-- OBJECTIVE --
Resume the commit page on the servicegroup refactoring for the Control Plane, picking up right after its final line.

-- GIVEN TEXT --
┌──
Servicegroup foundational refactoring for Control Plane

At present, there are various interfaces through which services data
can  be manipulated - admin interface(nova-manage), extensions
(contrib/services.py), etc. Every interface relies on the servicegroup
layer API is_up() to get details about service live-ness. The proposal
is keep service data in nova database nova.services table and fetch
the live-ness information from the configured servicegroup(SG) driver.
Liveness will be a combination of service live-ness and RPC live-ness,
where the later will be computed based on information in nova.services.

Previously-approved: liberty
Implements: blueprint servicegroup-api-control-plane

Change-Id: I3cae9495373c4334fedb18b64d907f3a6ac5ab92
This commit is contained in:
Vilobh Meshram
2015-09-10 17:45:09 -07:00
parent b492942744
commit 0090754ebf

View File

@@ -0,0 +1,261 @@
..
This work is licensed under a Creative Commons Attribution 3.0 Unported
License.
└──
-- DATA SECTION --
┌──
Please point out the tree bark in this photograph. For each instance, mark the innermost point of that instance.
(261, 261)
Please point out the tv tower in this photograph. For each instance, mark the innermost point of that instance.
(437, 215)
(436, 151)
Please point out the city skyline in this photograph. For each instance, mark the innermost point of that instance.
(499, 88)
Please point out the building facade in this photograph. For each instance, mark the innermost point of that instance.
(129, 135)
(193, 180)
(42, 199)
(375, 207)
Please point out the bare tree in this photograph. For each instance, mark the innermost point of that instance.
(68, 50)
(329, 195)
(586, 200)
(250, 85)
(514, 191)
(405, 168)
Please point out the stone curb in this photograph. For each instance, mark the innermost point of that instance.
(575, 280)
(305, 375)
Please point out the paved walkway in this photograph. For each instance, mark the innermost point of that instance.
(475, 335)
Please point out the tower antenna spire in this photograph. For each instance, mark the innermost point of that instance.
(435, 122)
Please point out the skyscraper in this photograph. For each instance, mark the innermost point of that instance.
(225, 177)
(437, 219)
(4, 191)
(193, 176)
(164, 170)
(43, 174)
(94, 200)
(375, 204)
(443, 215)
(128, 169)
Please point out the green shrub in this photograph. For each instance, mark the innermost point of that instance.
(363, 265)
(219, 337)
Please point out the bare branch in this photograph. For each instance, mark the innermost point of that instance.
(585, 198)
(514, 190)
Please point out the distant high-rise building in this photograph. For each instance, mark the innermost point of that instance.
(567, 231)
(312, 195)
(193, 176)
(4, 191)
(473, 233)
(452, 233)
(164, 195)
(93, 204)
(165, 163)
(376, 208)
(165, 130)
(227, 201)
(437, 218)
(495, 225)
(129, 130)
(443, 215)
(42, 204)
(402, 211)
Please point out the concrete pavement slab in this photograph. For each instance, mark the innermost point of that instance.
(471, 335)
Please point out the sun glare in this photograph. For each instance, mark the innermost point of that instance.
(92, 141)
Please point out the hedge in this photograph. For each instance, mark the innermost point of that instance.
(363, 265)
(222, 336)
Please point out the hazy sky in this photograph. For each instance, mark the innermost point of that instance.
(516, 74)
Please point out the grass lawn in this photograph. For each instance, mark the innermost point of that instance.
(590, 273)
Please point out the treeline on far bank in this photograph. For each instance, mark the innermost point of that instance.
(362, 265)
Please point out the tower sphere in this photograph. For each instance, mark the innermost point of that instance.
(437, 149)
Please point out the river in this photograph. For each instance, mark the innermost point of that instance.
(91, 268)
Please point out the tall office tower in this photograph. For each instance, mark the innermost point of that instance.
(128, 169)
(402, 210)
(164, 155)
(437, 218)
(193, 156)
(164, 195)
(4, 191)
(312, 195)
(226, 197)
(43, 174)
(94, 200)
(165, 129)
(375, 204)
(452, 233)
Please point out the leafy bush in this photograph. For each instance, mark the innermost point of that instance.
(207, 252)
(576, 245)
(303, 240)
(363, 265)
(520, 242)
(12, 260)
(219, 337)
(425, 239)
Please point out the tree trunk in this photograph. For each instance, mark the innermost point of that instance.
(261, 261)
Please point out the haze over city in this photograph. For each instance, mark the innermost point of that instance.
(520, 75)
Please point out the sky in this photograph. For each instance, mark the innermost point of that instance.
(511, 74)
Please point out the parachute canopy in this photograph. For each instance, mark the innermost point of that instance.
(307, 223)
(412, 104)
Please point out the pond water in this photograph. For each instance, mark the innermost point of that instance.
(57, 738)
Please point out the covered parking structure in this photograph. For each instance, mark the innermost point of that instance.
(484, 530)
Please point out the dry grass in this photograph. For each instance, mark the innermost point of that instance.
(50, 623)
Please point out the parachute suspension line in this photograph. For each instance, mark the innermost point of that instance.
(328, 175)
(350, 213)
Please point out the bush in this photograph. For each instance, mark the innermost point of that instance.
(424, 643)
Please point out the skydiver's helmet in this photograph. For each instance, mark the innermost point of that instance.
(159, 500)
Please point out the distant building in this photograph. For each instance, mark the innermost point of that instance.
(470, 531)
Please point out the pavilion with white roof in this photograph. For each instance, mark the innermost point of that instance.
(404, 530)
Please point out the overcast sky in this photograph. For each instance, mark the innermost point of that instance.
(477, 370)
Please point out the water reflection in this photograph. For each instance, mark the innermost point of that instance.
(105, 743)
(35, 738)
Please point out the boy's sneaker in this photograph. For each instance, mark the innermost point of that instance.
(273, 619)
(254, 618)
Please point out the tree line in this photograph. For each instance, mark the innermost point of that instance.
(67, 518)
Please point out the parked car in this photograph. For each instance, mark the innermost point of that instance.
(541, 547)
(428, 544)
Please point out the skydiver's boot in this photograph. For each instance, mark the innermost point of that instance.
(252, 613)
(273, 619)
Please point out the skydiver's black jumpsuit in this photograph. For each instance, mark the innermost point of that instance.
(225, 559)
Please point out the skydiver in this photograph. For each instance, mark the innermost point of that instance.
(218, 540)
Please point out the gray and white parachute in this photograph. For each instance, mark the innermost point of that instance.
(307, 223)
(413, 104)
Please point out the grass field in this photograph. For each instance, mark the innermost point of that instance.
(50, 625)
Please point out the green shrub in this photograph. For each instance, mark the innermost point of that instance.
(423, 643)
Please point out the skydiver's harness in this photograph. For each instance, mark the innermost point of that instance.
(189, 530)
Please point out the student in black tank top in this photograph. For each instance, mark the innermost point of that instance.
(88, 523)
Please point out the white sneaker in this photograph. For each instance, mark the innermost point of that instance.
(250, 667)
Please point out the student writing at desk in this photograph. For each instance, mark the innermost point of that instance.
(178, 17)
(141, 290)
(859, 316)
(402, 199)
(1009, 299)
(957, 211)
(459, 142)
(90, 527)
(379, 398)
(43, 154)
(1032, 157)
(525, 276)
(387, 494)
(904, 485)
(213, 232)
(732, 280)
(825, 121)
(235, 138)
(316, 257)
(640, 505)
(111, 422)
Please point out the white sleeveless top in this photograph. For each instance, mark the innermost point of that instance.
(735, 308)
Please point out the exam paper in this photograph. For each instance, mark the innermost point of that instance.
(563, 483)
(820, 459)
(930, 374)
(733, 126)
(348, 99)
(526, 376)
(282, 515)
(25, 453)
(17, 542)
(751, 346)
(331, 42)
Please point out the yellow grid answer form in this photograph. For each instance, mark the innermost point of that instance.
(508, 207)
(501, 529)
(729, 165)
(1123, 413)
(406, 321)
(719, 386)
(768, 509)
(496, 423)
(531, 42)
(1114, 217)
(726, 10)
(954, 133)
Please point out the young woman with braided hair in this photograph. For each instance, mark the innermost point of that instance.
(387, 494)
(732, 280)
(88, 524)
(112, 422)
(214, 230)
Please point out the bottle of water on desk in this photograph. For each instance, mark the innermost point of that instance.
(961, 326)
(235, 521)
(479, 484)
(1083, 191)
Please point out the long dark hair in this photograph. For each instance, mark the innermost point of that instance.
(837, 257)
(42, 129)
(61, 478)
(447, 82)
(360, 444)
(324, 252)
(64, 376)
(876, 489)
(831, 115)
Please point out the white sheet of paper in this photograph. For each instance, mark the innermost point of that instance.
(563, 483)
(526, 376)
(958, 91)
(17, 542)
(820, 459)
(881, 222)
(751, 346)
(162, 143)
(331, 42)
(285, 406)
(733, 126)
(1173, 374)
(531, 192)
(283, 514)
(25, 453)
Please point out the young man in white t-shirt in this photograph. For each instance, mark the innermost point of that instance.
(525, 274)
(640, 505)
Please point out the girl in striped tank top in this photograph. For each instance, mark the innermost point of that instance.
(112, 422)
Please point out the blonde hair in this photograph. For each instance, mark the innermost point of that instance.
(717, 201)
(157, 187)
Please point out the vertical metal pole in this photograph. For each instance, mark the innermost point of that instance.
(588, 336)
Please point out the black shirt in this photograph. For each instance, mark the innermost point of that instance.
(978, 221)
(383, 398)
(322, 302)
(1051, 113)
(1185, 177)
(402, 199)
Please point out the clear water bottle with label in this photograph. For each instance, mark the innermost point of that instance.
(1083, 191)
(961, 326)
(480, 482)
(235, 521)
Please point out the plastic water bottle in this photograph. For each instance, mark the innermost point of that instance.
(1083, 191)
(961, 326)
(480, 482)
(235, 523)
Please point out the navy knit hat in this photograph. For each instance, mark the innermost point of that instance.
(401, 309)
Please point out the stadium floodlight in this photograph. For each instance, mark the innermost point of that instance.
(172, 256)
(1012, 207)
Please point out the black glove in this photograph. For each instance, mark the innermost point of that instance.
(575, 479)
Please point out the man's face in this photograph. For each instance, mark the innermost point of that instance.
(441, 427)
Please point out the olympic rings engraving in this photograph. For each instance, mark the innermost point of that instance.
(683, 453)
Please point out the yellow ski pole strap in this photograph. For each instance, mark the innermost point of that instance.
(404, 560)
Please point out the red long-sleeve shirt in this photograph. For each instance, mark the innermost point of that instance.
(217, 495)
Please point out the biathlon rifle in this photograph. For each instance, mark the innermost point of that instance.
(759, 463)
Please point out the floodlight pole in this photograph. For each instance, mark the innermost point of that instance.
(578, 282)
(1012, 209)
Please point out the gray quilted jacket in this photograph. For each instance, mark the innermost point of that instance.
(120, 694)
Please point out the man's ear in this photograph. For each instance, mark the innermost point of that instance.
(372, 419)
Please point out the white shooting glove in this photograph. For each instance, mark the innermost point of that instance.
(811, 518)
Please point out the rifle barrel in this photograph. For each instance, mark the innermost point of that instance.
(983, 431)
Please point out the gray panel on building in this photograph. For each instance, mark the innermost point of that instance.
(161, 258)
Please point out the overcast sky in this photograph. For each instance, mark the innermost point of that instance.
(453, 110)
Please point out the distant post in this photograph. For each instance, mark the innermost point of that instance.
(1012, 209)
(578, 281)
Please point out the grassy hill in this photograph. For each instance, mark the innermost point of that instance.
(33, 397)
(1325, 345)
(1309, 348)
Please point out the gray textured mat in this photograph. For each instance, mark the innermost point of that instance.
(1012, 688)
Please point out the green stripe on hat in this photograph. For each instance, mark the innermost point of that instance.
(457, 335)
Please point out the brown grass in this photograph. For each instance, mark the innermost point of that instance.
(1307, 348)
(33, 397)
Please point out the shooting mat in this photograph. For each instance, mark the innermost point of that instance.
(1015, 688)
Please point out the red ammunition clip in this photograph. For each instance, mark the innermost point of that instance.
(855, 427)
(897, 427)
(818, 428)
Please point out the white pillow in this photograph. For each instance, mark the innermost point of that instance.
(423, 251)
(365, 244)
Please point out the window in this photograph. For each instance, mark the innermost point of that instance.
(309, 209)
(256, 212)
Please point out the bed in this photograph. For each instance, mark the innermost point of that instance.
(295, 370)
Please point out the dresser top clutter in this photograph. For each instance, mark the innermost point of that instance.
└──
-- EXPECTED ANSWER --
http://creativecommons.org/licenses/by/3.0/legalcode
=======================================================
Servicegroup foundational refactoring for Control Plane
=======================================================
https://blueprints.launchpad.net/nova/+spec/servicegroup-api-control-plane
At present, there are various interfaces through which services data can
be manipulated - admin interface(nova-manage), extensions
(contrib/services.py), etc. Every interface relies on the servicegroup
layer API is_up() to get details about service liveness. The proposal
is keep service data in nova database nova.services table and fetch
the liveness information from the configured servicegroup(SG) driver.
Liveness will be a combination of service liveness and RPC liveness,
where the latter will be computed based on information in nova.services.
Problem description
===================
Nova's way for determining service liveness is not pluggable. In
its current state of art, the services information is stored in nova
database in nova.services tables. Whereas, the service liveness
information is computed by the is_up() call. This is_up() call is
implemented depending on what backend servicegroup driver is chosen.
Right now other SG drivers are not functional and need to be
revamped to allow them be involved in giving details about service
liveness. That will be covered as part of separate spec.
The scope of this spec is limited to :-
1. Making sure the 2 separate interfaces mentioned above namely the
REST API interface and admin interface use the servicegroup layer API
while fetching service liveness.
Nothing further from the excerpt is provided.